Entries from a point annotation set
· · · ·

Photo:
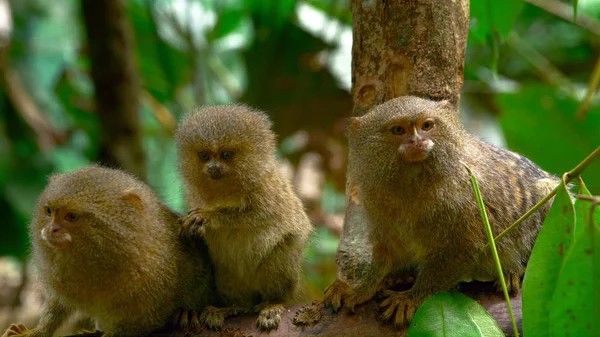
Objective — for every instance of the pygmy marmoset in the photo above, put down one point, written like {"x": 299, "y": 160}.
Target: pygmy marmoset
{"x": 107, "y": 247}
{"x": 406, "y": 166}
{"x": 254, "y": 225}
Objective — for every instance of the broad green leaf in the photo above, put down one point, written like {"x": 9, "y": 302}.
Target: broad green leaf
{"x": 489, "y": 16}
{"x": 452, "y": 314}
{"x": 575, "y": 307}
{"x": 540, "y": 123}
{"x": 272, "y": 14}
{"x": 539, "y": 284}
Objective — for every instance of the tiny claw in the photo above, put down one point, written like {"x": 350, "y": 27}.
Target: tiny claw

· · · ·

Do this
Retype all of the lines above exactly, leaving out the pictures.

Response to this task
Photo:
Objective — for every instance of the pygmy marmoset in the photo above, put down one point, written like {"x": 299, "y": 160}.
Target: pygmy marmoset
{"x": 107, "y": 247}
{"x": 406, "y": 166}
{"x": 254, "y": 225}
Objective — for every instance of the broad green leaf in the photo above, put down one point, written like {"x": 9, "y": 302}.
Target: broad green leaf
{"x": 489, "y": 16}
{"x": 452, "y": 314}
{"x": 575, "y": 307}
{"x": 540, "y": 123}
{"x": 272, "y": 14}
{"x": 539, "y": 284}
Objective — for every instance of the tiny claw in the photo above, put down one point, written like {"x": 350, "y": 27}.
Target: tiny claw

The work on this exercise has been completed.